Objective: Will you restate verbatim the lines running from the line with "[ ] locate the blue sky" to the end of the data, leaving out everything else?

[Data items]
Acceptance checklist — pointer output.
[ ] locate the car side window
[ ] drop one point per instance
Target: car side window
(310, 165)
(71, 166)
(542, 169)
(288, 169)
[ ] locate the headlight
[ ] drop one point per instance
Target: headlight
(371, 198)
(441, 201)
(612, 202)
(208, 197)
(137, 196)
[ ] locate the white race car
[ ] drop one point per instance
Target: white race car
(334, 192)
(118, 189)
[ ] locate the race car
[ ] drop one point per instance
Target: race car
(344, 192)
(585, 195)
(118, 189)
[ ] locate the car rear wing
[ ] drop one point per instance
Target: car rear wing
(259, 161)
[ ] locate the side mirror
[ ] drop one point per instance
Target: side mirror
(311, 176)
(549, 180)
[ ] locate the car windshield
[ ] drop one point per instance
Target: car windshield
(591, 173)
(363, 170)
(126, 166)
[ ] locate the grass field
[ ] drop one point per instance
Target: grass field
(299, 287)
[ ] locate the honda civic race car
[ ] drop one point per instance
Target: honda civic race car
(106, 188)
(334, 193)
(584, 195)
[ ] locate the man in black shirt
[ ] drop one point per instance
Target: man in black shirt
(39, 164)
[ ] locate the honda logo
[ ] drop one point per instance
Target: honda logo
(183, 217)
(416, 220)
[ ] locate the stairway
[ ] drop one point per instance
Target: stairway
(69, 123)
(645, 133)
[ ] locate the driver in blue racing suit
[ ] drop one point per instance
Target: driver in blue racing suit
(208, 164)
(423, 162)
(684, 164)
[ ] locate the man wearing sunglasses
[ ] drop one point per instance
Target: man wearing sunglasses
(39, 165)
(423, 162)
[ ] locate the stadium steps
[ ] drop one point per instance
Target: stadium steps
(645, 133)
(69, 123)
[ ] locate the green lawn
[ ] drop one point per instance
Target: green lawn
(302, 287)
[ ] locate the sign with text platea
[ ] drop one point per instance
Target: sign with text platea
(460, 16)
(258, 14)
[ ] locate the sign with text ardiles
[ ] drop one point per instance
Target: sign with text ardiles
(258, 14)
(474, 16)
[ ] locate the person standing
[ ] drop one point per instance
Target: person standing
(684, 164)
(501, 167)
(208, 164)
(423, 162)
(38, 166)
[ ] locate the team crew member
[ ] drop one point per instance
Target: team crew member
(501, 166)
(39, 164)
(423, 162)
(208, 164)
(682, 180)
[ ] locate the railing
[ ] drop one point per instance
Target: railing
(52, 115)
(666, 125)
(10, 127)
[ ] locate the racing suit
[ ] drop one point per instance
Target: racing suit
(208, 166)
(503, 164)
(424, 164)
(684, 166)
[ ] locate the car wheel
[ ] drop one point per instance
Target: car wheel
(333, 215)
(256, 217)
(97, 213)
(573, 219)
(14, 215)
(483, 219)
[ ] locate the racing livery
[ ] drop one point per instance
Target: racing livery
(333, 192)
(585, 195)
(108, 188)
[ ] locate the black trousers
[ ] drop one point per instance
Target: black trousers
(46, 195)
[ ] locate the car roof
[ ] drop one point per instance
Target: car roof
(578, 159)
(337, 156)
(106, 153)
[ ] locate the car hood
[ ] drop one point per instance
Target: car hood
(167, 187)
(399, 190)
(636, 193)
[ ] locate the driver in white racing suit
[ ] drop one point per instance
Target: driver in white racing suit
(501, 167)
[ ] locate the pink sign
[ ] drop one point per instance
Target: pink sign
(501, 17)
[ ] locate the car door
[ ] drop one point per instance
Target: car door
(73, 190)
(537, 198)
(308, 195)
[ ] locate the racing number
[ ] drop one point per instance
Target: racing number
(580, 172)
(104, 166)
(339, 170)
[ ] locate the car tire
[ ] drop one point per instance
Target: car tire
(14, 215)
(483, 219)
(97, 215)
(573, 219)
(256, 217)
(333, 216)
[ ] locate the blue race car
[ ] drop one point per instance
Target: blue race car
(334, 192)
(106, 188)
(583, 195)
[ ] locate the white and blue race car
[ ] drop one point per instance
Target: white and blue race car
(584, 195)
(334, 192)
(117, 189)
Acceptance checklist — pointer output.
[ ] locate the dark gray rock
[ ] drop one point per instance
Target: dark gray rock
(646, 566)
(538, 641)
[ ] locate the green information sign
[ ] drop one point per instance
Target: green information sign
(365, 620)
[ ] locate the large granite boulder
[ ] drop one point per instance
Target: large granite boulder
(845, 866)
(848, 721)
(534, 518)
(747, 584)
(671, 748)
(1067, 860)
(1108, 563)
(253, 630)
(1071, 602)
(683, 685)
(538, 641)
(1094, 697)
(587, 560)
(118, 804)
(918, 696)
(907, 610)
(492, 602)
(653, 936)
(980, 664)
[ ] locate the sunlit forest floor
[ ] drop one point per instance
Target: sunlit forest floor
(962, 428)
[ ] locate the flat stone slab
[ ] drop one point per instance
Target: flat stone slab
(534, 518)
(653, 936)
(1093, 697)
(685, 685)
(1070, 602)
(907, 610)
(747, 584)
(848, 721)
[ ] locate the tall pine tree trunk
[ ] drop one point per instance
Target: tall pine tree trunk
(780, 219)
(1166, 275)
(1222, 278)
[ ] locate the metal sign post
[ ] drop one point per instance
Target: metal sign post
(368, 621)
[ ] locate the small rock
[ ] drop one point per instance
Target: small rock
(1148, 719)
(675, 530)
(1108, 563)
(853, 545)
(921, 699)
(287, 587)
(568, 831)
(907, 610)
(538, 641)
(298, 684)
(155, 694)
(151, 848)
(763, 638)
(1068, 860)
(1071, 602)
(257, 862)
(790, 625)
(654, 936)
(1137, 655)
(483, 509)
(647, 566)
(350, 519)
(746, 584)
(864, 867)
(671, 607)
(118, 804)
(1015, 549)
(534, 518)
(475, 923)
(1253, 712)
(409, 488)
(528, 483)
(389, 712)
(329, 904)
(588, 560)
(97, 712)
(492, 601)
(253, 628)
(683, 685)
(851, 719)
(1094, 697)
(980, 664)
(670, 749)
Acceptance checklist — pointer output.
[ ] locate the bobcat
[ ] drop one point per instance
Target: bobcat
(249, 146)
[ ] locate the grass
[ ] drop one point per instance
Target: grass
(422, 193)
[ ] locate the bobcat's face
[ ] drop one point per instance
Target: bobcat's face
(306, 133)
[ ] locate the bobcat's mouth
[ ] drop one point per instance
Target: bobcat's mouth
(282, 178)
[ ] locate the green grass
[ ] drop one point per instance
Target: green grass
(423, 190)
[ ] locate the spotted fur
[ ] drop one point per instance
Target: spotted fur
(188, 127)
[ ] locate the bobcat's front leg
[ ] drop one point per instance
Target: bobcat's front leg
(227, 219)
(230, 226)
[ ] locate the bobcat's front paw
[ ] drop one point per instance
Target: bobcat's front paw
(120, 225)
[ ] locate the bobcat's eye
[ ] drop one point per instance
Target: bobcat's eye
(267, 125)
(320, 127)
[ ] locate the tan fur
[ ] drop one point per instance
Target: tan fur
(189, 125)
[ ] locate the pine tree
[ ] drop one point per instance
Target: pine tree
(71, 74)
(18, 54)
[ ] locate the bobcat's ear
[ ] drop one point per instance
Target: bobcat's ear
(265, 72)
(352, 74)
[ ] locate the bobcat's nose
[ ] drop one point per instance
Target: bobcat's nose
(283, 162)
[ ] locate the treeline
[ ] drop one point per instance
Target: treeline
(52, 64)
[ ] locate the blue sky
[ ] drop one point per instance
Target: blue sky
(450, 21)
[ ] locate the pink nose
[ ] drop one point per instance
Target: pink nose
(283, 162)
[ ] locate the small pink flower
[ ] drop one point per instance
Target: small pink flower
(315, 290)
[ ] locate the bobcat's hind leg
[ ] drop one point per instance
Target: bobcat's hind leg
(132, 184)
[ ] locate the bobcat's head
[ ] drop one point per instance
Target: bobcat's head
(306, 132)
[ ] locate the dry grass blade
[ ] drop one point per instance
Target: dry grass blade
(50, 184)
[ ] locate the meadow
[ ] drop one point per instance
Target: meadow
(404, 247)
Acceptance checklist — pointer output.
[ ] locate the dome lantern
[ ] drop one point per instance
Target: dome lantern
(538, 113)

Result for this task:
[ ] locate the blue sky
[ ] drop one point per instance
Target: blue sky
(450, 21)
[ ] locate the pink nose
[ ] drop one point per instance
Target: pink nose
(283, 162)
[ ] locate the small pink flower
[ ] drop one point per instance
Target: small pink flower
(315, 290)
[ ] locate the bobcat's hind leg
[ ] drop one point per instance
Target: bobcat's hind leg
(132, 184)
[ ] locate the bobcat's head
[ ] drop one point per instance
Target: bobcat's head
(306, 132)
[ ] locate the dry grass blade
[ ] drop one point per instance
Target: dry grass blade
(50, 184)
[ ] locate the meadow
[ ] drop one point per instance
Target: meadow
(404, 247)
Acceptance checklist — pointer output.
[ ] locate the dome lantern
[ ] drop one point per instance
Target: dome lantern
(538, 113)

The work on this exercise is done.